> [Extract provided]
═══

October 6, 2010, - 2:01 pm
The Rutgers Gay Suicide & Laura Ingraham
While I was away for the last of the Jewish holidays, last week, the major news story was the suicide of a gay Rutgers student who was outed by his roommate and the roommate’s friend when they secretly videotaped him having sex and posted it online. The gay student, Tyler Clementi, a talented violinist, committed suicide. While I oppose gay rights and gay marriage, I felt for this kid, whose privacy was invaded and whose roommate embarrassed him publicly for no legitimate reason. What people do behind closed doors is their business, not mine, unless they are public figures and/or are hypocrites–not the case here. (It’s liberals who stick their noses in people’s business, not conservatives.) These people, Dhuran Ravi and Molly Wei, are despicable and have been charged with invasion of privacy (which is essentially a slap on the hand, but it’s pretty much all they can be charged with). But the first person I thought of was Laura Ingraham.
Death of Outrage: Laura Ingraham Shamelessly Outed Plenty of Tyler Clementis
You see, Laura Ingraham–who is idolized by so many ignorant conservatives–was the original Ravi and Wei. Before the internet and Facebook, and cheap video cameras, Ingraham was the editor of the Dartmouth Review and took it upon herself to go to meetings of gay students, secretly tape them, and then out them to their parents, sending them the tapes. Thank G-d that the internet and cheap video cameras weren’t around then, or she’d have likely done the same as Ravi and Wei. She did the 1980s equivalent of it. Ingraham was proud of these deeds, invading the privacy of these students who did nothing to her, and embarrassing them to the people closest to them–their families. Ingraham admitted she did this, after Jeffrey Hart, a conservative faculty member (and Nixon and Reagan speechwriter) who was the Dartmouth Review’s advisor, exposed this Ingraham “activity.”

═══

> [Data excerpt]
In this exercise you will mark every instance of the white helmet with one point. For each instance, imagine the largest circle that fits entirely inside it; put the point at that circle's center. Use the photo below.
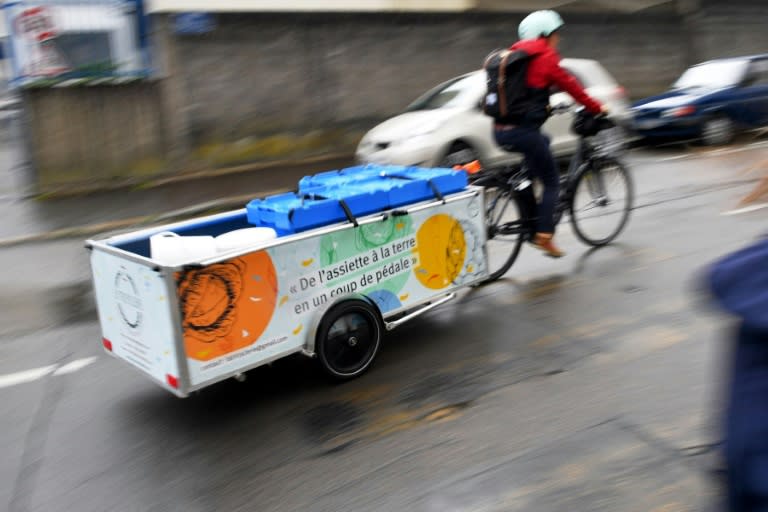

═══

> [Aim of the exercise]
For each statement, decide whether the post about the Rutgers suicide and Laura Ingraham supports it, and give yes or no with the words from the post that settle it.
1. Tyler Clementi was a violinist.
2. Ravi and Wei were charged with harassment.
3. Jeffrey Hart was the editor of the Dartmouth Review.
Work from the post alone.

> [Result below]
1. Yes: "a talented violinist"
2. No: "have been charged with invasion of privacy"
3. No: "who was the Dartmouth Review’s advisor"